OBJETIVOS.
1) Responda com base no trecho sobre teorias da conspiração na Argélia:
(a) Segundo o especialista argelino em comunicação, quem organizava os rumores?
(b) Qual é a profissão de Nacer Jabi?
(c) Para Nacer Jabi, quem é sempre o culpado?
2) Liste todas as causas que Nacer Jabi aponta para a tendência ao conspiracionismo no trecho sobre teorias da conspiração na Argélia.
3) Escreva a continuação do trecho sobre teorias da conspiração na Argélia, começando depois da última frase.

TRECHO SELECIONADO.
================

Segundo um especialista argelino em comunicação, os rumores sempre foram “exercícios” organizados pela segurança militar para pôr à prova a credulidade das massas e reforçar o temor de que ameaças antiargelinas são uma constante. “Quanto mais o tempo passa, mais fico perplexo e entristecido com a proliferação de teorias da conspiração e com o sucesso que elas obtêm em nosso país”, confessa o sociólogo argelino Nacer Jabi. Ele vê aí certa tendência de seus concidadãos a encontrar justificativas mais ou menos racionais para o indesculpável: “Ocorre um atentado. Relativizam-no, buscam explicações provisórias, acham bons motivos para qualquer ato de violência”. Para esse professor universitário que lamenta também a versatilidade diante de ditadores árabes depostos e subitamente transformados em saudosos benfeitores, a tendência ao conspiracionismo se explica pelo “abandono ou falta de uma consciência de cidadania, pela recusa do debate e pela rejeição da responsabilidade própria. O culpado é sempre o outro”.

================

MATERIAL FORNECIDO.
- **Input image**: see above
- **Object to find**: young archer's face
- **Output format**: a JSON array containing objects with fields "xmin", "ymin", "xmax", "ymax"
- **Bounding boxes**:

================

RESPOSTAS.
1)
(a) A segurança militar.
(b) Sociólogo.
(c) O outro.

2)
- O abandono ou falta de uma consciência de cidadania
- A recusa do debate
- A rejeição da responsabilidade própria

3)
Em um mundo árabe que quer a todo custo se impor como ator de primeiro plano no cenário internacional, a teoria da conspiração permite colocar a culpa em terceiros, sobretudo quando são ocidentais, e suprimir uma autocrítica que os regimes não querem fazer. As diferentes explicações para o surgimento da Organização do Estado Islâmico ilustram perfeitamente esse ponto. “É bem mais fácil dizer que o Daesh é obra dos imperialistas que assumir nossos próprios demônios. Com isso, não precisamos questionar seu fanatismo e seus horrores cometidos em nome da religião”, avalia Amer Murad, um jovem professor iraquiano.
A permeabilidade do mundo árabe às teorias da conspiração teria sua origem também nos primeiros tempos do islã. Conforme salienta Mohamed Urya, professor da Universidade de Sherbrooke (Canadá), o mundo muçulmano alimenta a ideia de que “os judeus [de Medina] tramaram contra Maomé” e tentaram barrar o progresso do islamismo.6 Longe de ser consideradas um simples incidente dos primórdios do islã, as relações difíceis, por vezes violentas, entre os primeiros crentes e as tribos judaicas da Arábia vêm constantemente à tona e constituem objeto de inúmeros escritos e extrapolações, ignorando séculos de uma convivência que, muitas vezes, foi mais pacífica que no Ocidente. Para Urya, essa obsessão histórica se traduz pela insistência em explicar todo grande acontecimento valendo-se de uma trama inscrita numa longa sequência de ataques contra o islã.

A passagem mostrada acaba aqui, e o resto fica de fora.